**TO BE DONE**
Copy the stretch of the Kata Containers blog post from "Written by Lakshminarasimhan" through "required build isolation." word for word.

**DOCUMENT**
Skip to main content

Kata Containers in Screwdriver

By June 10, 2020Blog

Written by Lakshminarasimhan Parthasarathy

Introduction

Screwdriver is a scalable CI/CD solution which uses Kubernetes to manage user builds. Screwdriver build workers interfaces with Kubernetes using either “executor-k8s” or “executor-k8s-vm” depending on required build isolation. 

executor-k8s runs builds directly as Kubernetes pods while executor-k8s-vm  uses HyperContainers along with Kubernetes for stricter build isolation with containerized Virtual Machines (VMs). This setup was ideal for running builds in an isolated, ephemeral, and lightweight environment. However, hyperd is now deprecated, has no support, is based on an older Docker runtime and it also required non-native Kubernetes setup for build execution. Therefore, it was time to find a new solution.

Why Kata Containers ?

Kata Containers is an open source project and community that builds a standard implementation of lightweight virtual machines (VMs) that perform like containers, but provide the workload isolation and security advantages of VMs. It combines the benefits of using a hypervisor, such as enhanced security, along with container orchestration capabilities provided by Kubernetes. It is the same team behind HyperD where they successfully merged the best parts of Intel Clear Containers with Hyper.sh RunV. As a Kubernetes runtime, Kata enables us to deprecate executor-k8s-vm and use executor-k8s exclusively for all Kubernetes based builds.

Screwdriver Journey to Kata

As we faced a growing number of instabilities with the current HyperD – like network and devicemapper issues and IP cleanup workarounds, we started our initial evaluation of Kata in early 2019 (https://github.com/screwdriver-cd/screwdriver/issues/818#issuecomment-482239236) and identified two major blockers to move ahead with Kata:

1. Security concern for privileged mode (required to run docker daemon in kata)

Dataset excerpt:
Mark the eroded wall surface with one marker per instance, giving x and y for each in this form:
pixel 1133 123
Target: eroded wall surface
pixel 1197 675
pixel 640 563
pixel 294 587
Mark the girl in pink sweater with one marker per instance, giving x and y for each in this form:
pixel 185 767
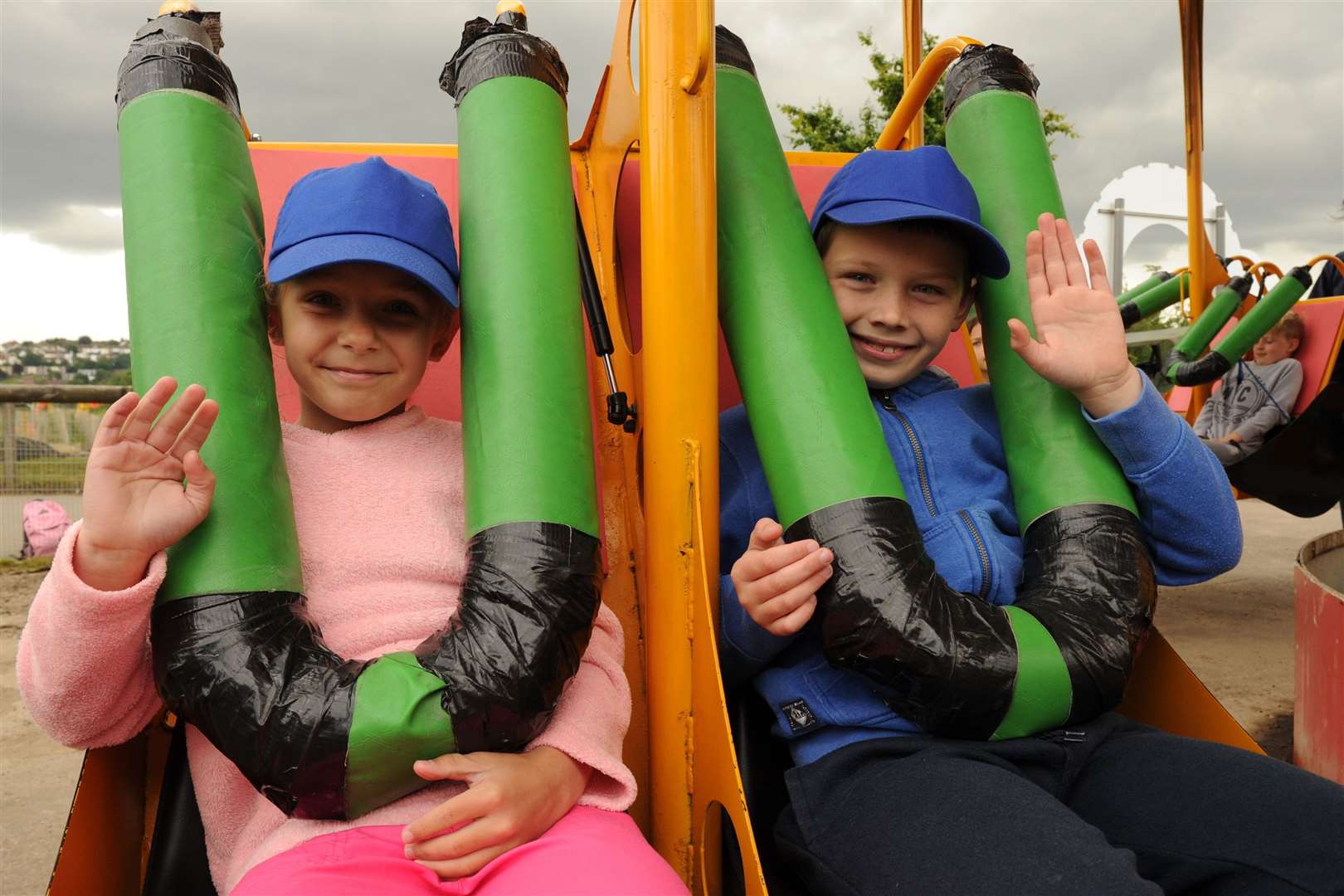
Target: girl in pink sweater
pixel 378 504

* * *

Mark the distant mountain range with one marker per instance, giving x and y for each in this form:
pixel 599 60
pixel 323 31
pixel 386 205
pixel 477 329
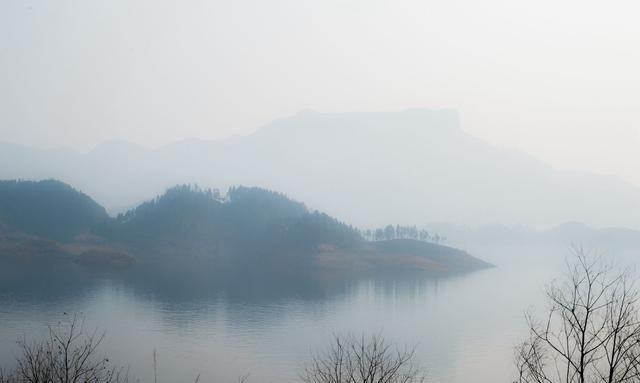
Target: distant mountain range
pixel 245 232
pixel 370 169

...

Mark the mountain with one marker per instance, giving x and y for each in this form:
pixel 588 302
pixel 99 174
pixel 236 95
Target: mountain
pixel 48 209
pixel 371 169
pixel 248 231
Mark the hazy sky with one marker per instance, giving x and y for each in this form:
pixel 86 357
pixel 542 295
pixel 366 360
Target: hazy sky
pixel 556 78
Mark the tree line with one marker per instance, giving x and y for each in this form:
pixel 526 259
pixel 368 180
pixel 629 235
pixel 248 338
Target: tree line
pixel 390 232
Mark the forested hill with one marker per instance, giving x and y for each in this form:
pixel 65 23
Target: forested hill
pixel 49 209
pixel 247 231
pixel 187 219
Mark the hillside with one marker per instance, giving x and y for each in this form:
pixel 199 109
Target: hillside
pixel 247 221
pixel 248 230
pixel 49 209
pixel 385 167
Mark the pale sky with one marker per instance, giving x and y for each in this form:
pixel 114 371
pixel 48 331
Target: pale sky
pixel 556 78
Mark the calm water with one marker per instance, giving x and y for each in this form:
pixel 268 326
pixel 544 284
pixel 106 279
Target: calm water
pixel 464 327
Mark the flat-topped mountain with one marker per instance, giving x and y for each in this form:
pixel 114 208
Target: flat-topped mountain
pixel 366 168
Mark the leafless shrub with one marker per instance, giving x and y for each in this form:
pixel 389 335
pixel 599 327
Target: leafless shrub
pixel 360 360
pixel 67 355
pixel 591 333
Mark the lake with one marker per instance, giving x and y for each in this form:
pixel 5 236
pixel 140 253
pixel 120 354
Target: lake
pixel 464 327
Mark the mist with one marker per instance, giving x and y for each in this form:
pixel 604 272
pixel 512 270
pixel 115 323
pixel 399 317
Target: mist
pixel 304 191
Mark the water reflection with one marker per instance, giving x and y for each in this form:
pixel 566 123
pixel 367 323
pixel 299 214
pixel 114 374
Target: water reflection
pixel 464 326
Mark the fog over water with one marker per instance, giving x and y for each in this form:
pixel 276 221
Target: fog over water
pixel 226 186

**THE OUTPUT**
Written by Lakshminarasimhan Parthasarathy

Introduction

Screwdriver is a scalable CI/CD solution which uses Kubernetes to manage user builds. Screwdriver build workers interfaces with Kubernetes using either “executor-k8s” or “executor-k8s-vm” depending on required build isolation.